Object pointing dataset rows
- - - -
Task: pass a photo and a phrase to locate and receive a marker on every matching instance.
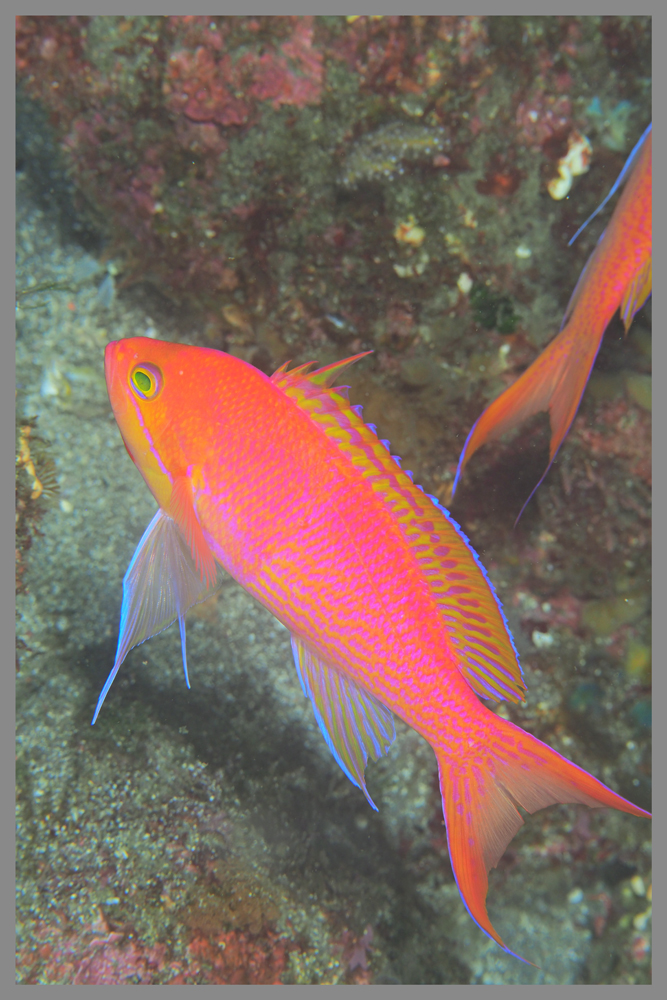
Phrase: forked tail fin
(555, 382)
(480, 795)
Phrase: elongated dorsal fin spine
(472, 615)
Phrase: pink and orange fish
(281, 482)
(618, 275)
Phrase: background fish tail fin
(531, 393)
(481, 795)
(637, 293)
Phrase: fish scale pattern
(458, 582)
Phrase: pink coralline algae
(98, 957)
(209, 86)
(542, 116)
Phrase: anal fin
(354, 723)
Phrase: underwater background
(309, 188)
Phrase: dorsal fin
(459, 584)
(323, 378)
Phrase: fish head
(149, 385)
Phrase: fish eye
(146, 381)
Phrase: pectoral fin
(161, 583)
(354, 724)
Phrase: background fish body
(389, 608)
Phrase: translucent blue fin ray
(617, 183)
(354, 724)
(161, 583)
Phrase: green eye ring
(146, 381)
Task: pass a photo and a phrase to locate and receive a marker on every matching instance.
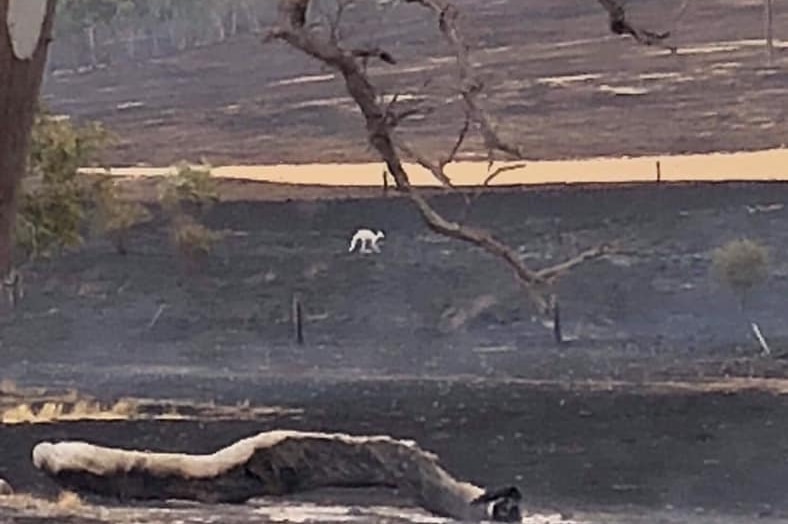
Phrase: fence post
(297, 317)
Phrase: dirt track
(558, 83)
(651, 313)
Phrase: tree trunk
(768, 29)
(91, 33)
(25, 33)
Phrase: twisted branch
(380, 133)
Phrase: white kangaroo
(368, 239)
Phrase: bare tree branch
(380, 132)
(491, 176)
(621, 26)
(471, 86)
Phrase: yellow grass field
(769, 164)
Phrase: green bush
(53, 200)
(185, 196)
(741, 265)
(192, 238)
(190, 187)
(114, 216)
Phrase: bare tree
(25, 33)
(383, 118)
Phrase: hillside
(556, 80)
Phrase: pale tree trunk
(219, 24)
(768, 29)
(91, 33)
(25, 32)
(233, 19)
(251, 17)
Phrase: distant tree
(84, 16)
(54, 198)
(741, 265)
(308, 29)
(25, 33)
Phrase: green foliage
(185, 195)
(116, 217)
(192, 238)
(53, 201)
(741, 265)
(190, 187)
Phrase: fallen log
(275, 463)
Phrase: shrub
(116, 217)
(741, 265)
(192, 238)
(53, 200)
(185, 195)
(190, 186)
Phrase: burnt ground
(377, 361)
(557, 81)
(652, 313)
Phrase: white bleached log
(274, 463)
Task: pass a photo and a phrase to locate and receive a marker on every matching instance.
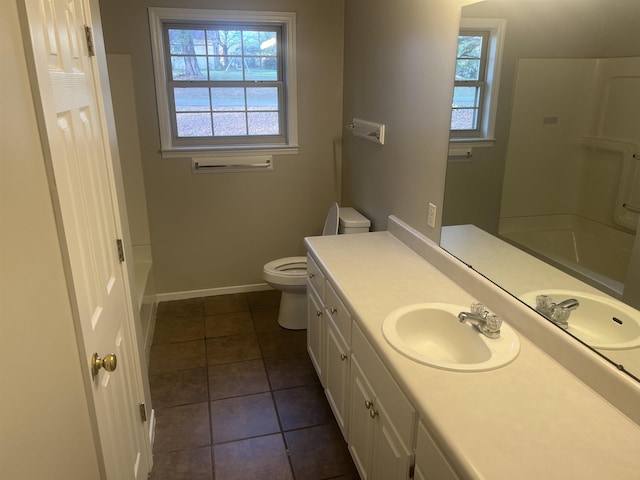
- - - -
Starting with the line containing "Phrase: bare tree branch" and going on through the end of the records, write out every line again, requests included, shifting each coordinate in the answers by -53. Omit the pictures from your answer.

● Reply to the exercise
Phrase: bare tree branch
(327, 79)
(438, 123)
(568, -27)
(418, 33)
Phrase: yellow grass field
(716, 111)
Phrase: green bush
(0, 147)
(132, 143)
(688, 212)
(139, 185)
(137, 134)
(61, 163)
Phrase: bare tree
(-28, -20)
(330, 65)
Phrase: hillside
(503, 27)
Phrase: pale tree trunk
(166, -29)
(715, -24)
(38, -20)
(-28, -21)
(180, -34)
(198, -36)
Phrase: distant tree
(31, -37)
(1, 145)
(688, 212)
(255, -24)
(-28, -20)
Phrase: green foliage
(132, 142)
(63, 164)
(139, 185)
(0, 148)
(688, 212)
(137, 134)
Phrase: fallen log
(222, 410)
Phrase: shrub
(63, 164)
(688, 212)
(139, 185)
(0, 147)
(132, 142)
(137, 133)
Phrase: burnt ground
(324, 308)
(504, 28)
(599, 260)
Phrase: white bleached log
(221, 410)
Task: pass a photo and a phrase to locate and receive a marker on every matching instance.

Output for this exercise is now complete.